**Work instructions**
Decide whether each statement below agrees with the letter about Tom Toles, answering yes or no and quoting the deciding words from the letter. (a) Mr. Cottom's earlier letter was published June 10. (b) Mr. Cottom uses the Tribune-Star to teach children to read. (c) The writer says subscribers to the paper tend to be children.

**Excerpt**
Readers' Forum for 6/28

June 27, 2009 06:49 pm

No justification for calls to censor Toles

This is in response to Van Cottom’s latest contribution. In a letter published June 10, Mr. Cottom stated that the editorial cartoons of Mr. Tom Toles were both “unnecessary, and generally demeaning to your readership”, and went on to ask “that the Tribune-Star cease featuring this degrading material.”
When called on this blatant encouragement of censorship by another letter writer, he then changed his story. Now, he states that he only wants the cartoons removed because they are “inappropriate” for the children that he teaches to read from the Tribune-Star, not because he wishes to stifle any thought, opinion or idea that is different than his own. I’d like to remind Mr. Cottom that subscribers who pay to receive the paper tend to be adults, not children. Therefore the content tends to be geared toward adults.

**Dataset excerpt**
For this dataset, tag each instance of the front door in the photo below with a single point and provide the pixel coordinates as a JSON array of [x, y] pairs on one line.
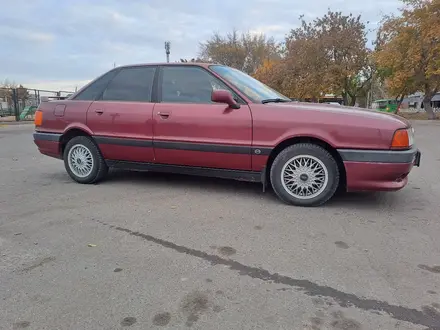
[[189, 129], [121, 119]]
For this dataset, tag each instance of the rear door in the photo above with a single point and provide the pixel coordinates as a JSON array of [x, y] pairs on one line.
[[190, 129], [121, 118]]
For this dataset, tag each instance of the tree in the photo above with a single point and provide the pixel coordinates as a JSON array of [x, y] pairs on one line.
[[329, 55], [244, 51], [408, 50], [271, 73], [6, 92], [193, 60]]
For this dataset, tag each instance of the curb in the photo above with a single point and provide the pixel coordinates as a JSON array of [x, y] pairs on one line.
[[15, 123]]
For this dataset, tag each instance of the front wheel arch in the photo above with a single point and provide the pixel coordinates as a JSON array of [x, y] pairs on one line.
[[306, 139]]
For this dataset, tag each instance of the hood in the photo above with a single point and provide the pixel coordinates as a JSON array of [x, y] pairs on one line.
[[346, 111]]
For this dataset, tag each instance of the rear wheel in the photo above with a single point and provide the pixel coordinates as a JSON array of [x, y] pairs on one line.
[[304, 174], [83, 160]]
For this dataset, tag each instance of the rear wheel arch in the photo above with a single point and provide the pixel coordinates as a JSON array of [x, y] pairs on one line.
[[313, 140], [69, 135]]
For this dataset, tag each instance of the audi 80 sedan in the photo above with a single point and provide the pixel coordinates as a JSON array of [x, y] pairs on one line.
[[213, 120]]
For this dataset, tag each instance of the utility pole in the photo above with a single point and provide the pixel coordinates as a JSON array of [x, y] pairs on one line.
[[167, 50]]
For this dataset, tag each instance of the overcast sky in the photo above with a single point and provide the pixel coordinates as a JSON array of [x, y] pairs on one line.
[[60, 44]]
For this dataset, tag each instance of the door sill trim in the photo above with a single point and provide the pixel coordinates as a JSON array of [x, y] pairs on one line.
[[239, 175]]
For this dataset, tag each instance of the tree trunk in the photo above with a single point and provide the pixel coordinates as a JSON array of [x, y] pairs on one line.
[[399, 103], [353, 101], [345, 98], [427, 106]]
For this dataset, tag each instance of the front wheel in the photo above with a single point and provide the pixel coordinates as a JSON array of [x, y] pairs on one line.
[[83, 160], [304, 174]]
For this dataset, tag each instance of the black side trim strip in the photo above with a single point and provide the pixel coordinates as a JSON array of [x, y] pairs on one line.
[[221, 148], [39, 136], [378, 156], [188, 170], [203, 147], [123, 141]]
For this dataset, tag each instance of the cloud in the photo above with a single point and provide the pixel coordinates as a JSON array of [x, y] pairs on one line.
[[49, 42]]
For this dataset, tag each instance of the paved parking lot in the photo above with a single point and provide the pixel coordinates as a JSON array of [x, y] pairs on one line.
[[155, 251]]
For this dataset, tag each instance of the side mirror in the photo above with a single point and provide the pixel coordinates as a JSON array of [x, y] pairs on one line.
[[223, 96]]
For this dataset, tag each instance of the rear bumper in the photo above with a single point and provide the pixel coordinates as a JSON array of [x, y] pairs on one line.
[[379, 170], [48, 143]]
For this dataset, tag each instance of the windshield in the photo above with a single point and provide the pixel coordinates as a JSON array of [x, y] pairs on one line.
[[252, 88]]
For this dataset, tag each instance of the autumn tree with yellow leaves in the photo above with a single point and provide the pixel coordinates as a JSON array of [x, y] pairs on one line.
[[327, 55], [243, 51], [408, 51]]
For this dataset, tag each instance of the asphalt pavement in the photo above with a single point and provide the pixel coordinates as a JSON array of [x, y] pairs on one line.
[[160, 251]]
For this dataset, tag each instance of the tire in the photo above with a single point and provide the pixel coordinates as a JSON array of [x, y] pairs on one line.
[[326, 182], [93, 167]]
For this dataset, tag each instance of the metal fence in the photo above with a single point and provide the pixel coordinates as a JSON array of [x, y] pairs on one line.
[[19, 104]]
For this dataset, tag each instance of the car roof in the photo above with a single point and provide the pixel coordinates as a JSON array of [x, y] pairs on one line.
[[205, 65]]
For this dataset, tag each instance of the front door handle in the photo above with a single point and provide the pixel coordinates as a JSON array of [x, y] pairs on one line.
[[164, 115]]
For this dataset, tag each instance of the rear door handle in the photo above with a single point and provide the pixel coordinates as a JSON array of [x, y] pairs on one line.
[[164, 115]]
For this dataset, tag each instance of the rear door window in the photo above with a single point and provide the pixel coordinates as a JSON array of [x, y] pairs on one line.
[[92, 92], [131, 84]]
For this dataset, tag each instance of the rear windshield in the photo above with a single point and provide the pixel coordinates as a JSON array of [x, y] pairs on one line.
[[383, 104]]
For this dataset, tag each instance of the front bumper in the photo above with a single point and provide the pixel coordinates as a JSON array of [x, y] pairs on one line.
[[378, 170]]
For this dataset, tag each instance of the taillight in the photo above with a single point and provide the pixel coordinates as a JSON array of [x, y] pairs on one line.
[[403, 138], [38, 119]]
* * *
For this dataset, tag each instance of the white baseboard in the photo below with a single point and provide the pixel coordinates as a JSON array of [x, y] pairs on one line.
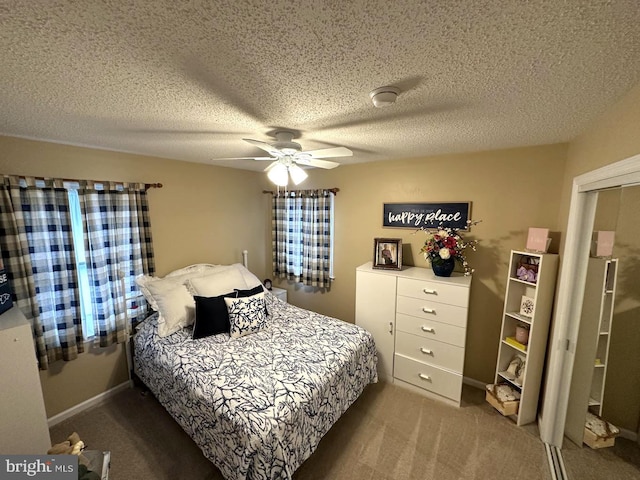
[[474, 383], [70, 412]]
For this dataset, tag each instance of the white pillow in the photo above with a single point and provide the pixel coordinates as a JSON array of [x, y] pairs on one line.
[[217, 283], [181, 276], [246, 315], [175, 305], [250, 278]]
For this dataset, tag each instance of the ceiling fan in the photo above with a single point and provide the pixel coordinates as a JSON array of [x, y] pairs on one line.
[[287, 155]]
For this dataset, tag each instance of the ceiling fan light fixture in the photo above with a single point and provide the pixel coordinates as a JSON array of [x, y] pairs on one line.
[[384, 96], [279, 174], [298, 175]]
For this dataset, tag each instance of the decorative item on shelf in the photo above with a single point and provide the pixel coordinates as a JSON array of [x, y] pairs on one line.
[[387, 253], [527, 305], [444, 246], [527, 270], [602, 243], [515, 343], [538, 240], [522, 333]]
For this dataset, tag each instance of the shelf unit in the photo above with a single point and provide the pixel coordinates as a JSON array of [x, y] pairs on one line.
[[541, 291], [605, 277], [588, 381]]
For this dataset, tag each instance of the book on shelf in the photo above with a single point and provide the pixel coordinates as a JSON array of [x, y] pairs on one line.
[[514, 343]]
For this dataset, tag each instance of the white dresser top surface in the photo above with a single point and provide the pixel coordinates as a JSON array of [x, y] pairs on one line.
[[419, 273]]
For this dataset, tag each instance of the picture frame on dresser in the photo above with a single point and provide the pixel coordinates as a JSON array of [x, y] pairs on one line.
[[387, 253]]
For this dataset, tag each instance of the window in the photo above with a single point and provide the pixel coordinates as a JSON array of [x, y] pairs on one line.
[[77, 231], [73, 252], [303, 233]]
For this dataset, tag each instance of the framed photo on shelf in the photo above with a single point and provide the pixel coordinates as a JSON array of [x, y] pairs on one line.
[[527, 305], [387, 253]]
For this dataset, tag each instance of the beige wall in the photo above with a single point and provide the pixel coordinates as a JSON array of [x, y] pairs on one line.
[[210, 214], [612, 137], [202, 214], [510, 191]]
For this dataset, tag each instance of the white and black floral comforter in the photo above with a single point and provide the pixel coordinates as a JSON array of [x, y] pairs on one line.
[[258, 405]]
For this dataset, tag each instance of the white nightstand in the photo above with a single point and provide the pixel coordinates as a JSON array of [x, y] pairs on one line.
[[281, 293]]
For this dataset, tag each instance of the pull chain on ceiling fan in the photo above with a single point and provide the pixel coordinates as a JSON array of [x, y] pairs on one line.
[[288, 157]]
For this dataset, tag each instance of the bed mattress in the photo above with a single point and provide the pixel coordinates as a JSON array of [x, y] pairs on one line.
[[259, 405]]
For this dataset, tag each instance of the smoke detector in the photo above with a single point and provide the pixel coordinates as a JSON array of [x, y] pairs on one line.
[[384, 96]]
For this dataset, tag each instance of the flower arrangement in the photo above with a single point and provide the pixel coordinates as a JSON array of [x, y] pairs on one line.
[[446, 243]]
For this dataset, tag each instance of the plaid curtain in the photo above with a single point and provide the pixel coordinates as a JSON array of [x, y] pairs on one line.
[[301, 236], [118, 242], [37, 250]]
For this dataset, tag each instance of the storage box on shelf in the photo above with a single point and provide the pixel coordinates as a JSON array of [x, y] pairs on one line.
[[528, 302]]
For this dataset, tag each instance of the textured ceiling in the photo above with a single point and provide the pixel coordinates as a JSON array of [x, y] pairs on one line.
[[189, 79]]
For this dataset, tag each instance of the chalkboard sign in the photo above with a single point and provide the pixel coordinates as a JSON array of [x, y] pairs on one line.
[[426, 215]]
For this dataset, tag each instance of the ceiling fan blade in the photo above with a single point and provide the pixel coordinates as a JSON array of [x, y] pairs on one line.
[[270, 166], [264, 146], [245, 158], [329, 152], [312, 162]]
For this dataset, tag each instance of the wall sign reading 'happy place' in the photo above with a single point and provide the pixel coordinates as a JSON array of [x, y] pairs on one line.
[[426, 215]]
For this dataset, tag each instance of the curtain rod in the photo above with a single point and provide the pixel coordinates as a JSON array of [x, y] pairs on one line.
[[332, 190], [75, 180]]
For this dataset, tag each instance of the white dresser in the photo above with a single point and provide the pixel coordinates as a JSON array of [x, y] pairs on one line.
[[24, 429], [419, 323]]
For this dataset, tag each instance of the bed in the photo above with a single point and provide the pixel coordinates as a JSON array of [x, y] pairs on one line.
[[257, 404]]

**Exercise output**
(a) Yes: "In a letter published June 10"
(b) Yes: "for the children that he teaches to read from the Tribune-Star"
(c) No: "subscribers who pay to receive the paper tend to be adults, not children"